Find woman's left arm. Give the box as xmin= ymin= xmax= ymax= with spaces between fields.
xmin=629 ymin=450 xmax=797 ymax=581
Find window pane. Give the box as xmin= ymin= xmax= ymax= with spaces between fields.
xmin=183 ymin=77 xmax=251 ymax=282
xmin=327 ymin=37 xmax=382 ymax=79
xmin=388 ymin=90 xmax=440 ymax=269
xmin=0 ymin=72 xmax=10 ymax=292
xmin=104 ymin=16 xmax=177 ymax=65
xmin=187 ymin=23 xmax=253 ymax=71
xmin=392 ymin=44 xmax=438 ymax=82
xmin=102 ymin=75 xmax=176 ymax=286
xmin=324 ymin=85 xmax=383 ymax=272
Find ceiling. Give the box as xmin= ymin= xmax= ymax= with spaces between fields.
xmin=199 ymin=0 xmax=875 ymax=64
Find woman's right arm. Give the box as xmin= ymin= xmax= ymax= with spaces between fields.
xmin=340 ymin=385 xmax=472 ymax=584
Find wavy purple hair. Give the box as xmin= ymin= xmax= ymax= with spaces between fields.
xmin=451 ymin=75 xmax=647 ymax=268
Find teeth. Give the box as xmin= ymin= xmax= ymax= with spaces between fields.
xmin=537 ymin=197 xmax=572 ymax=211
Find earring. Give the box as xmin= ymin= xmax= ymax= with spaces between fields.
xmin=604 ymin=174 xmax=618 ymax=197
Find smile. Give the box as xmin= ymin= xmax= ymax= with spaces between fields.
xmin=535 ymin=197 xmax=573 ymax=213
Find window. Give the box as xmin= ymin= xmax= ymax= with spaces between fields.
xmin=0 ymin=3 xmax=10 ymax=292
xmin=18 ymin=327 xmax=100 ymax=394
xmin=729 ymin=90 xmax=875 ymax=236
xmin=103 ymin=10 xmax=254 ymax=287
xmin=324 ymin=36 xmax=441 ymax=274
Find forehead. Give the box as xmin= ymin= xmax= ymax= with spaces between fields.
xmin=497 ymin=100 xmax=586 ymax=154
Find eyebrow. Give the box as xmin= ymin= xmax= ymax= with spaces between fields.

+ + + +

> **Given exercise**
Copy word for word the lines above, starting with the line containing "Find woman's right" and continuing through the line containing "xmin=451 ymin=75 xmax=647 ymax=268".

> **Response**
Find woman's right arm. Give the box as xmin= ymin= xmax= ymax= with spaces between fields.
xmin=340 ymin=385 xmax=472 ymax=584
Find wavy purple hair. Give the box as xmin= ymin= xmax= ymax= with spaces between fields.
xmin=451 ymin=75 xmax=647 ymax=268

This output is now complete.